Please reproduce the entries in full. Keep every character the same.

**SOURCE RECORDS**
+ + +
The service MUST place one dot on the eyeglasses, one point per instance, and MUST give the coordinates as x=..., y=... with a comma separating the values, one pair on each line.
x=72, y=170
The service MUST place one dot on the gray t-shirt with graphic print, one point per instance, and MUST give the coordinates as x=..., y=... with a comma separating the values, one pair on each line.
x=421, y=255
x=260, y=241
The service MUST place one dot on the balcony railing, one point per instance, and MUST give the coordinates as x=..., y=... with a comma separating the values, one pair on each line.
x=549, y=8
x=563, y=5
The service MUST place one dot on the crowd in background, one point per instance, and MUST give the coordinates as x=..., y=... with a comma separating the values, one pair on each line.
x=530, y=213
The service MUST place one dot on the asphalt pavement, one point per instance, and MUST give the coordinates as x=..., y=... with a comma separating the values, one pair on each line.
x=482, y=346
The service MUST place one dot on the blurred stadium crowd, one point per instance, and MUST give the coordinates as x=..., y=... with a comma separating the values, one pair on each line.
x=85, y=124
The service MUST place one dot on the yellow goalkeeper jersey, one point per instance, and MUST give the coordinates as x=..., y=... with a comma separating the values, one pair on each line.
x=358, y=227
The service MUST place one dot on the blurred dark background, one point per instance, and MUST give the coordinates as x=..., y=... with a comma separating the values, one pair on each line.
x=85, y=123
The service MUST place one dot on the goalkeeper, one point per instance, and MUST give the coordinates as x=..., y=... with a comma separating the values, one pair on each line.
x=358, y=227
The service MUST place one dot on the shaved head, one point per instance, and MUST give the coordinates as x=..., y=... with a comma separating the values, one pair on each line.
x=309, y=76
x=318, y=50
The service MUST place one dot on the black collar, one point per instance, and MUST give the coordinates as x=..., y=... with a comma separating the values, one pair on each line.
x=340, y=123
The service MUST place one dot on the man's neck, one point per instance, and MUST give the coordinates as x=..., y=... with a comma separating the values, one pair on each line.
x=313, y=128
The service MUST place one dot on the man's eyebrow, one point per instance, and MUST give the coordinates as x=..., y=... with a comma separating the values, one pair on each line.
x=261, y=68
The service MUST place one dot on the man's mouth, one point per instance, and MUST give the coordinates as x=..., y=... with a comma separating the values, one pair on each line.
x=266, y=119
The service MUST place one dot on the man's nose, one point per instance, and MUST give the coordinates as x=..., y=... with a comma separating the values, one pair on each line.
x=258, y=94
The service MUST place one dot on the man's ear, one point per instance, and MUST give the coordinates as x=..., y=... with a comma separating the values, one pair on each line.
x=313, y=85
+ + +
**ANSWER BOX**
The service MUST place one dot on the eyeglasses, one point per instance, and MUST give the coordinates as x=..., y=... with a comma separating the values, one pair on each line.
x=72, y=170
The service MUST place one dot on the gray t-shirt with graphic print, one point per instance, and MUST give the coordinates as x=..., y=... with a comma separating the values, one pair on each line.
x=421, y=255
x=260, y=241
The service MUST place one dot on the balcony railing, one point per instance, and MUST give the coordinates as x=..., y=... with a comma separating the values, one pair on each line.
x=549, y=8
x=563, y=5
The service MUST place one dot on the crowd in background, one point per instance, and MUST give the coordinates as x=..., y=... with a comma separating the values, one pair on each line.
x=530, y=213
The service MUST place one dot on the asphalt pavement, one point per instance, and MUST give the coordinates as x=..., y=... with a comma separating the values, one pair on each line.
x=482, y=346
The service MUST place one dot on the blurred stadium crowd, one point per instance, and MUST give the coordinates as x=..., y=... with a comma separating the values, one pair on each line.
x=85, y=124
The service MUST place one dot on the yellow goalkeeper jersey, one point per instance, and MUST give the coordinates as x=..., y=... with a comma separating the values, one pair on each line.
x=358, y=227
The service MUST place one dot on the blurred dark background, one point per instance, and MUST give the coordinates as x=..., y=... with a comma separating the values, one pair on each line.
x=85, y=123
The service MUST place one dot on the goalkeeper, one point per instance, and MUST give the coordinates as x=..., y=... with a comma separating the values, one pair on each line.
x=358, y=227
The service MUST place one dot on the shaved head, one point per instance, and MUST give the coordinates as x=..., y=... with a comma separating the values, one pair on each line.
x=309, y=76
x=318, y=50
The service MUST place one dot on the black collar, one point per instance, and MUST give the coordinates as x=..., y=... with a comma separating the values, one pair on each line.
x=340, y=123
The service MUST place one dot on the man's neck, one point per instance, and MUST give the coordinates as x=..., y=... with a comma separating the values, one pair on each line.
x=313, y=128
The service MUST place one dot on the man's eyebrow, one point per instance, and MUST give the coordinates as x=..., y=... with a comma separating the values, one pair on each line.
x=261, y=68
The service MUST place one dot on the man's mouth, one point per instance, and MUST give the coordinates as x=..., y=... with a comma separating the values, one pair on each line.
x=266, y=119
The service MUST place one dot on the man's nose, one point per instance, and MUST give the coordinates as x=..., y=... with a comma separating the values, one pair on each line.
x=258, y=94
The service MUST place one dot on the man's ear, one point per instance, and MUST give the coordinates as x=..., y=... with a comma separating the values, one pair on each line.
x=313, y=85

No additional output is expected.